Input rows start

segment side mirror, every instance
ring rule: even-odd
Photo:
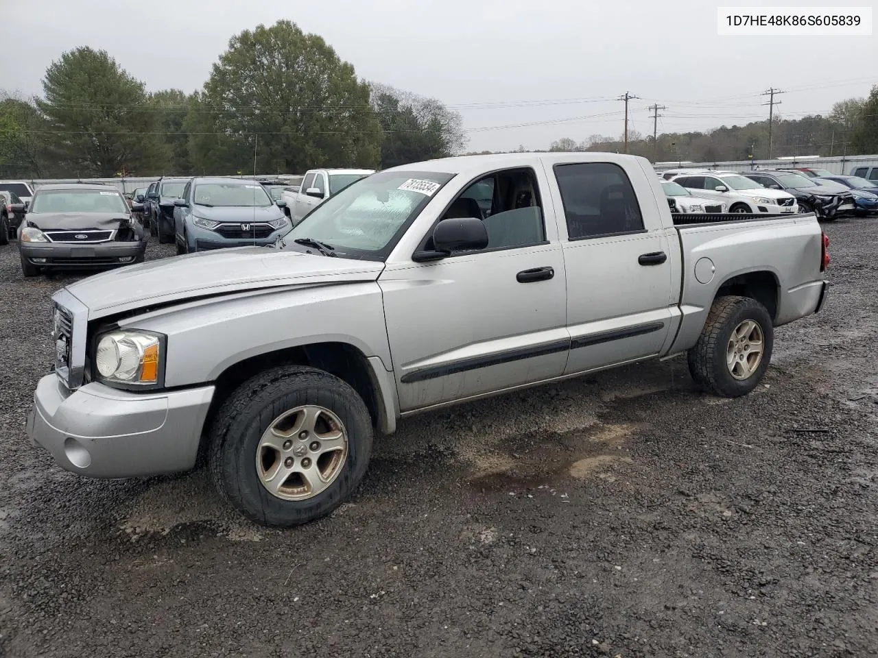
[[[435,251],[416,252],[412,260],[436,261],[456,251],[484,249],[488,246],[488,230],[476,218],[443,219],[433,230],[433,245]]]

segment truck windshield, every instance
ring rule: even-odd
[[[185,181],[181,182],[164,182],[162,184],[162,196],[172,198],[180,198],[184,188],[186,187]]]
[[[38,191],[28,212],[121,212],[128,204],[119,192],[98,190],[47,190]]]
[[[680,185],[679,182],[673,182],[673,181],[668,181],[667,182],[662,182],[661,186],[665,189],[666,197],[691,197],[692,193]]]
[[[195,203],[198,205],[222,205],[263,208],[271,205],[265,188],[258,182],[199,182],[195,186]]]
[[[777,174],[777,180],[785,188],[816,188],[817,183],[812,182],[810,178],[806,178],[801,174]]]
[[[338,194],[352,182],[365,178],[366,174],[330,174],[329,194]]]
[[[435,171],[385,171],[345,188],[318,205],[284,236],[332,247],[339,256],[383,261],[433,196],[454,177]]]
[[[0,191],[15,192],[19,197],[30,197],[31,190],[21,182],[0,182]]]

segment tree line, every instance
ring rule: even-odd
[[[795,155],[840,156],[878,153],[878,85],[867,98],[836,103],[827,116],[788,119],[775,115],[771,130],[772,157]],[[609,151],[623,153],[620,137],[592,135],[582,141],[563,138],[548,151]],[[667,132],[644,136],[630,131],[628,153],[653,162],[689,161],[722,162],[768,158],[768,122],[723,125],[704,132]]]
[[[0,176],[108,178],[387,168],[465,144],[439,101],[367,82],[281,20],[234,36],[204,87],[147,91],[105,51],[52,62],[40,97],[0,98]]]

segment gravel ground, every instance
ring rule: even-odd
[[[204,472],[92,481],[32,449],[72,278],[0,247],[0,655],[878,654],[878,222],[826,230],[827,305],[749,397],[674,359],[423,416],[288,532]]]

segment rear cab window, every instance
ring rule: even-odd
[[[582,162],[553,168],[569,240],[645,232],[634,188],[619,165]]]

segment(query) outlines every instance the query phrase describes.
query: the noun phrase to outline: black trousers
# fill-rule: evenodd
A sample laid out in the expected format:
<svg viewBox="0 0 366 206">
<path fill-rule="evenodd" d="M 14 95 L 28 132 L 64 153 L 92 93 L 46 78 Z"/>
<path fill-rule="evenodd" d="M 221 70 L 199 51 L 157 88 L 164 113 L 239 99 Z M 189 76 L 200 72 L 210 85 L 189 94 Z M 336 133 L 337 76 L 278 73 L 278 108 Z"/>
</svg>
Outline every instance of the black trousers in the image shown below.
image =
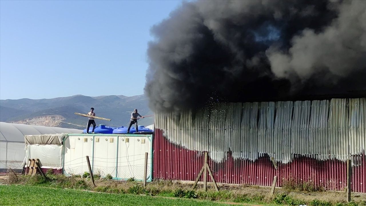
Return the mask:
<svg viewBox="0 0 366 206">
<path fill-rule="evenodd" d="M 136 129 L 136 132 L 138 132 L 138 127 L 137 126 L 137 120 L 135 120 L 131 121 L 130 122 L 130 126 L 128 127 L 128 129 L 127 130 L 127 133 L 130 133 L 130 129 L 131 128 L 131 126 L 132 126 L 132 125 L 134 124 L 136 124 L 136 126 L 135 127 Z"/>
<path fill-rule="evenodd" d="M 89 128 L 90 128 L 90 125 L 93 124 L 93 131 L 92 132 L 94 132 L 94 129 L 95 129 L 95 121 L 93 119 L 89 119 L 88 121 L 88 126 L 86 126 L 86 133 L 89 133 Z"/>
</svg>

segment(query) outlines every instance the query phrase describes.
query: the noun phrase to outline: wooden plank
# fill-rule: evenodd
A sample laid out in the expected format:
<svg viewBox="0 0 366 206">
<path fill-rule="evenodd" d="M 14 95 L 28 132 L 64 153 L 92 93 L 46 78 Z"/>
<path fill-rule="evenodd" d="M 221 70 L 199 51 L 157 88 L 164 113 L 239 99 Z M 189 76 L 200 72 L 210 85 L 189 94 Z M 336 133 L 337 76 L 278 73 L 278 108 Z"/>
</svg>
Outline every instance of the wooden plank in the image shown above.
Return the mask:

Input rows end

### Instructions to follow
Please write out all of the material above without changing a word, and omit any pictures.

### Reply to the exercise
segment side mirror, every instance
ring rule: even-odd
Photo:
[[[435,251],[416,252],[412,260],[436,261],[456,251],[484,249],[488,246],[488,230],[476,218],[443,219],[433,230],[433,245]]]

segment truck windshield, every instance
ring rule: even-odd
[[[185,181],[181,182],[164,182],[162,184],[162,196],[172,198],[180,198],[184,188],[186,187]]]
[[[38,191],[28,212],[121,212],[128,204],[119,192],[98,190],[47,190]]]
[[[680,185],[679,182],[673,182],[673,181],[668,181],[667,182],[662,182],[661,186],[665,189],[666,197],[691,197],[692,193]]]
[[[195,203],[198,205],[222,205],[263,208],[271,205],[265,188],[258,182],[199,182],[195,186]]]
[[[777,174],[777,180],[785,188],[816,188],[817,183],[812,182],[810,178],[806,178],[801,174]]]
[[[338,194],[352,182],[365,178],[366,174],[330,174],[329,194]]]
[[[435,171],[385,171],[345,188],[318,205],[284,236],[332,247],[339,256],[383,261],[433,196],[454,177]]]
[[[0,191],[15,192],[19,197],[30,197],[31,190],[21,182],[0,182]]]

segment tree line, every instance
ring rule: even-odd
[[[795,155],[840,156],[878,153],[878,85],[867,98],[836,103],[827,116],[788,119],[775,115],[771,130],[772,157]],[[609,151],[623,153],[620,137],[592,135],[582,141],[563,138],[548,151]],[[667,132],[644,136],[630,131],[628,153],[653,162],[689,161],[722,162],[768,158],[768,122],[723,125],[704,132]]]
[[[0,176],[108,178],[387,168],[465,144],[439,101],[367,82],[281,20],[234,36],[204,87],[147,91],[105,51],[52,62],[40,97],[0,98]]]

segment gravel ground, every instance
ring rule: even-odd
[[[204,472],[92,481],[32,449],[72,278],[0,247],[0,655],[878,654],[878,222],[826,230],[827,305],[749,397],[674,359],[423,416],[288,532]]]

segment rear cab window, every instance
ring rule: even-odd
[[[582,162],[553,168],[569,240],[645,232],[634,188],[619,165]]]

segment(query) outlines every instance the query phrase describes.
query: the noun phrase to outline: black trousers
# fill-rule: evenodd
A sample laid out in the expected format:
<svg viewBox="0 0 366 206">
<path fill-rule="evenodd" d="M 14 95 L 28 132 L 64 153 L 92 93 L 46 78 Z"/>
<path fill-rule="evenodd" d="M 221 70 L 199 51 L 157 88 L 164 113 L 239 99 Z M 189 76 L 200 72 L 210 85 L 189 94 Z M 336 133 L 337 76 L 278 73 L 278 108 Z"/>
</svg>
Outline every instance of the black trousers in the image shown below.
image =
Return the mask:
<svg viewBox="0 0 366 206">
<path fill-rule="evenodd" d="M 136 129 L 136 132 L 138 132 L 138 127 L 137 126 L 137 120 L 135 120 L 131 121 L 130 122 L 130 126 L 128 127 L 128 129 L 127 130 L 127 133 L 130 133 L 130 129 L 131 128 L 131 126 L 132 126 L 132 125 L 134 124 L 136 124 L 136 126 L 135 127 Z"/>
<path fill-rule="evenodd" d="M 89 128 L 90 128 L 90 125 L 93 124 L 93 131 L 92 132 L 94 132 L 94 129 L 95 129 L 95 121 L 93 119 L 89 119 L 88 121 L 88 126 L 86 126 L 86 133 L 89 133 Z"/>
</svg>

segment(query) outlines every instance the query phrase describes.
query: the noun phrase to outline: wooden plank
# fill-rule: evenodd
A sample laid out in the expected format:
<svg viewBox="0 0 366 206">
<path fill-rule="evenodd" d="M 14 95 L 28 132 L 64 153 L 92 93 L 46 78 Z"/>
<path fill-rule="evenodd" d="M 221 70 L 199 51 L 157 88 L 164 113 L 239 99 Z M 189 76 L 200 72 L 210 85 L 189 94 Z M 336 133 L 337 76 L 278 73 L 278 108 Z"/>
</svg>
Outline every instance of the wooden plank in the image shown above.
Return the mask:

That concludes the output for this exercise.